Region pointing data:
• • •

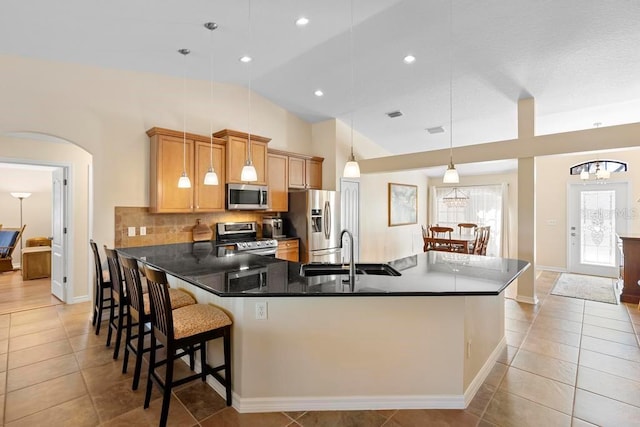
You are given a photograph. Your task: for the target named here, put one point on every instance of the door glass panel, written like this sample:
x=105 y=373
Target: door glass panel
x=597 y=217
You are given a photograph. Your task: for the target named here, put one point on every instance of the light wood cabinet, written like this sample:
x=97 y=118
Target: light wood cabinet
x=166 y=165
x=278 y=178
x=288 y=250
x=236 y=146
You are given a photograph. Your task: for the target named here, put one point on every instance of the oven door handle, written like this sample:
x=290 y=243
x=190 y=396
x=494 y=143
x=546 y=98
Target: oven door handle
x=248 y=272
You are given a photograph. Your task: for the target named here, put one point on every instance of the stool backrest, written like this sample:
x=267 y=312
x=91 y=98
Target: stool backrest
x=134 y=286
x=161 y=314
x=115 y=273
x=97 y=262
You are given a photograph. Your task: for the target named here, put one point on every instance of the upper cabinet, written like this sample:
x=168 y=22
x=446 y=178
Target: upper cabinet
x=305 y=172
x=170 y=152
x=236 y=145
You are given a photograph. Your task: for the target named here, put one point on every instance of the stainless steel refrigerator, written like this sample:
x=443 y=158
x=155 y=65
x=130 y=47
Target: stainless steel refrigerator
x=314 y=217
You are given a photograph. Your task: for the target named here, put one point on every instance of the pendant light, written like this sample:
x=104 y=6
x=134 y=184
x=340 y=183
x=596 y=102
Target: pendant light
x=211 y=177
x=351 y=168
x=184 y=181
x=249 y=173
x=451 y=175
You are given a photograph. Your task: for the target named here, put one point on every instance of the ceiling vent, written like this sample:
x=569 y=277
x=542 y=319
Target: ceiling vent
x=436 y=129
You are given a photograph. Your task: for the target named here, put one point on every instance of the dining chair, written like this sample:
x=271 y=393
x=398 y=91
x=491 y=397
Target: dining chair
x=189 y=327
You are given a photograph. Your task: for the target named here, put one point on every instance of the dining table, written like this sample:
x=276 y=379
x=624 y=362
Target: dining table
x=453 y=244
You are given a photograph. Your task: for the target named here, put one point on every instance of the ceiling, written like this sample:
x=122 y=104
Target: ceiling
x=579 y=59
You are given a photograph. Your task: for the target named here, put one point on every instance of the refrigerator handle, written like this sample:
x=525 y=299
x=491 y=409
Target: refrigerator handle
x=327 y=220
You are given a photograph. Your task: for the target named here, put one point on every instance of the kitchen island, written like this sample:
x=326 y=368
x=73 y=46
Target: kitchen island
x=425 y=339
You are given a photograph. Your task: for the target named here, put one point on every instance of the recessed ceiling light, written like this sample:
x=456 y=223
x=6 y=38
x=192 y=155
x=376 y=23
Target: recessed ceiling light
x=409 y=59
x=436 y=129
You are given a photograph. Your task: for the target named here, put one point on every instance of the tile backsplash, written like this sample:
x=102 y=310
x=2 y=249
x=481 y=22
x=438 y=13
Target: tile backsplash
x=170 y=228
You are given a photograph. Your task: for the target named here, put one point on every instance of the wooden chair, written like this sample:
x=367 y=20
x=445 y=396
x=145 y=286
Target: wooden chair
x=139 y=314
x=9 y=238
x=102 y=285
x=187 y=327
x=119 y=295
x=441 y=234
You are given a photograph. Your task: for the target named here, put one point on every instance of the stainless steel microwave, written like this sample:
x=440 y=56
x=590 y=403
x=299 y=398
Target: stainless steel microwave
x=246 y=197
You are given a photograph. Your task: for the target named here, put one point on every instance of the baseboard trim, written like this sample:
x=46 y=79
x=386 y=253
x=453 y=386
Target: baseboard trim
x=484 y=372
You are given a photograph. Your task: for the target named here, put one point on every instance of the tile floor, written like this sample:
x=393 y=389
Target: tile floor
x=568 y=362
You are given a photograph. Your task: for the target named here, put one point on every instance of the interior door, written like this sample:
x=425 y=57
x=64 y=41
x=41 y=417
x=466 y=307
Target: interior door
x=596 y=213
x=58 y=242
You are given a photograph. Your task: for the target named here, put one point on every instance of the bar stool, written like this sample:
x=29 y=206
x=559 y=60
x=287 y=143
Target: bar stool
x=119 y=295
x=190 y=326
x=138 y=314
x=102 y=284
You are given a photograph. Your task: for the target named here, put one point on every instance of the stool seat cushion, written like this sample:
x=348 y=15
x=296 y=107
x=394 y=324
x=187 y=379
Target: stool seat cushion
x=197 y=318
x=178 y=299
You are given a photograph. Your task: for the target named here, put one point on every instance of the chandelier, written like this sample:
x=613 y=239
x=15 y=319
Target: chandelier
x=599 y=169
x=456 y=198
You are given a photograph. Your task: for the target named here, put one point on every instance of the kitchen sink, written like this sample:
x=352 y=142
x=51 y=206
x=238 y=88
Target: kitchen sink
x=322 y=269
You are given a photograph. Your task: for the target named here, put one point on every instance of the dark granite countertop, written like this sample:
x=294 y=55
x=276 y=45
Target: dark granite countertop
x=233 y=274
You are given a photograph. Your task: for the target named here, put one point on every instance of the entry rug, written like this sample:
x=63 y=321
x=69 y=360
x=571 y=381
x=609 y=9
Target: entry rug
x=593 y=288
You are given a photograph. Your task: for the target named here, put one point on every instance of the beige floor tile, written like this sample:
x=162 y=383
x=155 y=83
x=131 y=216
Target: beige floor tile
x=610 y=364
x=77 y=413
x=618 y=325
x=229 y=417
x=29 y=400
x=555 y=335
x=496 y=374
x=38 y=353
x=546 y=366
x=39 y=372
x=37 y=338
x=609 y=334
x=509 y=410
x=33 y=327
x=421 y=417
x=602 y=411
x=622 y=351
x=549 y=348
x=608 y=385
x=545 y=391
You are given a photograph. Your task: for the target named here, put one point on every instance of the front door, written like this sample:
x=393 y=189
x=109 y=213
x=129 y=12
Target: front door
x=596 y=214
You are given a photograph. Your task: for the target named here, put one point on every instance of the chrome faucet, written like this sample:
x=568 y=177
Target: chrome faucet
x=352 y=262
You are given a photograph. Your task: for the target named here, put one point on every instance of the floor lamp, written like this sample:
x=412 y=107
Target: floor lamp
x=21 y=196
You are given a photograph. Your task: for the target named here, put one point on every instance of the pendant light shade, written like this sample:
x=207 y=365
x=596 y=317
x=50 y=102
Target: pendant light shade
x=351 y=168
x=184 y=181
x=211 y=177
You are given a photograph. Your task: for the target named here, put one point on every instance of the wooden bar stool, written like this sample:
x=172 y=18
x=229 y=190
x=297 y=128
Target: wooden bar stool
x=187 y=327
x=138 y=314
x=119 y=295
x=102 y=285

• • •

** Task prompt **
Your copy should match the entries exactly, minus the pictures.

** Answer box **
You are given a photograph. Your task: for the target named here, put one point on every instance of the door glass panel, written like this sample:
x=105 y=373
Target: door glass panel
x=597 y=217
You are given a photograph. Your task: for the target named here, put one point on every instance of the light wood cabinet, written like this sample:
x=97 y=118
Target: light wood cabinet
x=166 y=165
x=278 y=178
x=288 y=250
x=236 y=146
You are given a photograph. Your task: for the target named here, put one point on every instance of the oven door handle, written like this sample:
x=290 y=243
x=190 y=396
x=494 y=143
x=546 y=98
Target: oven door handle
x=248 y=272
You are given a photograph. Your task: for the target named here, put one point on every instance of the stool backrest, written like this sample:
x=267 y=312
x=91 y=98
Target: stool backrest
x=134 y=286
x=161 y=314
x=115 y=273
x=97 y=262
You are given a photograph. Your task: for the target named here, put one point on every instance of the upper cabinet, written like this sample:
x=168 y=22
x=446 y=178
Target: upper cabinet
x=305 y=172
x=170 y=152
x=236 y=145
You are given a photograph. Your task: for the target named here, put one point on every instance of the stainless steel refrigerator, written like this sample:
x=443 y=158
x=155 y=65
x=130 y=47
Target: stainless steel refrigerator
x=314 y=217
You are given a photograph. Your task: for the target named here, put one point on every instance of the pendant light, written like this sample:
x=104 y=6
x=134 y=184
x=340 y=183
x=596 y=102
Target: pendant light
x=211 y=177
x=351 y=168
x=184 y=181
x=249 y=173
x=451 y=175
You are given a photograph. Your task: for the target named here, put one point on every instance of the ceiling vent, written like this sample:
x=569 y=277
x=542 y=319
Target: ceiling vent
x=436 y=129
You are given a photograph. Your task: for the target named here, put one point on every instance of the dining chair, written like this sample:
x=271 y=393
x=398 y=91
x=491 y=397
Target: dining chair
x=189 y=327
You are given a photograph. Your task: for the target named here, put one point on every instance of the dining table, written like this sample:
x=276 y=379
x=624 y=362
Target: dining table
x=453 y=244
You are given a photograph. Your task: for the target named here, put one point on every instance of the ceiling, written like this sample:
x=122 y=104
Target: ceiling
x=579 y=59
You are given a photograph. Your task: for the target named here, put one point on every instance of the refrigerator handle, written like this sample:
x=525 y=299
x=491 y=409
Target: refrigerator handle
x=327 y=220
You are given a photograph. Your task: for the target named here, put one point on every instance of the kitchen island, written like this sample:
x=326 y=368
x=73 y=46
Target: kitchen island
x=425 y=339
You are given a photograph. Your task: for the target named here, put one point on every instance of the recessed ceiling light, written like this sample:
x=456 y=223
x=6 y=38
x=192 y=155
x=376 y=23
Target: recessed ceiling light
x=409 y=59
x=436 y=129
You are given a photograph. Your task: for the target named here, put one point on every instance of the tile backsplash, written like this sample:
x=102 y=310
x=2 y=249
x=481 y=22
x=438 y=13
Target: tile backsplash
x=170 y=228
You are given a photograph. Your task: for the target named here, put one point on every instance of the wooden chair, written like this sample:
x=367 y=20
x=445 y=396
x=145 y=286
Target: wooden chair
x=139 y=314
x=9 y=238
x=102 y=285
x=187 y=327
x=119 y=295
x=441 y=234
You are given a photograph. Your task: for the target named here, put one point on every instance of the stainless steel microwave, written like this sample:
x=440 y=56
x=590 y=403
x=299 y=398
Target: stainless steel microwave
x=246 y=197
You are given a photograph. Your task: for the target named here, put one point on every instance of the baseboard trim, written like this sample:
x=46 y=79
x=386 y=253
x=453 y=386
Target: baseboard trim
x=484 y=372
You are given a photograph. Your task: for the target named here, put one point on every instance of the tile floor, written like this sample:
x=393 y=389
Target: tile floor
x=568 y=362
You are given a photograph. Your task: for the target named here, put one point on every instance of the interior door, written like this sample:
x=425 y=57
x=64 y=41
x=41 y=417
x=466 y=307
Target: interior door
x=596 y=213
x=58 y=242
You are given a photograph. Your task: for the target named here, put one point on every instance of the bar stool, written like this sample:
x=29 y=206
x=559 y=60
x=287 y=143
Target: bar stool
x=119 y=295
x=190 y=326
x=138 y=314
x=102 y=284
You are given a photograph. Your task: for the target named here, put one point on every instance of the stool seat cushion, written like this sample:
x=348 y=15
x=296 y=107
x=394 y=324
x=187 y=379
Target: stool seat cushion
x=197 y=318
x=178 y=299
You are given a photograph. Your task: for the target named here, put one point on every instance of the chandelier, written like this sample:
x=613 y=239
x=15 y=319
Target: chandelier
x=599 y=169
x=456 y=198
You are given a photograph. Your task: for the target named here, put one point on every instance of the kitchen sink, written like this sample:
x=352 y=142
x=51 y=206
x=238 y=88
Target: kitchen sink
x=322 y=269
You are given a photograph. Your task: for the target named here, put one point on every instance of the dark granite countertop, written like this sample:
x=294 y=55
x=276 y=45
Target: dark granite countertop
x=233 y=274
You are given a photograph. Your task: for the target named here, put one point on every instance of the entry rug, written like this sample:
x=63 y=321
x=69 y=360
x=571 y=381
x=609 y=9
Target: entry rug
x=593 y=288
You are given a photograph. Your task: for the target named here, put one point on every instance of the beige floor tile, written like this sample:
x=162 y=383
x=155 y=83
x=131 y=216
Target: beige floor tile
x=610 y=364
x=77 y=413
x=618 y=325
x=229 y=417
x=29 y=400
x=555 y=335
x=496 y=374
x=38 y=353
x=546 y=366
x=39 y=372
x=37 y=338
x=609 y=334
x=509 y=410
x=33 y=327
x=421 y=417
x=602 y=411
x=622 y=351
x=549 y=348
x=608 y=385
x=545 y=391
You are given a photograph. Your task: for the target named here, put one point on every instance of the front door, written like this sample:
x=393 y=189
x=109 y=213
x=129 y=12
Target: front door
x=596 y=214
You are given a photograph. Your task: for the target named here, put one point on every instance of the chrome faucet, written like this sample:
x=568 y=177
Target: chrome faucet
x=352 y=262
You are given a photograph. Your task: for the target named here, put one point on every instance of the floor lamp, written like this sample:
x=412 y=107
Target: floor lamp
x=21 y=196
You are given a photograph. Your task: for the target named here, put one point on every instance of the pendant light shade, written like this sample:
x=207 y=365
x=596 y=317
x=50 y=102
Target: pendant light shade
x=351 y=168
x=184 y=181
x=211 y=177
You are given a photograph. Your task: for the target named here, put one point on every instance of the wooden bar stool, written like this sample:
x=172 y=18
x=229 y=190
x=297 y=128
Target: wooden bar stool
x=187 y=327
x=138 y=314
x=119 y=295
x=102 y=285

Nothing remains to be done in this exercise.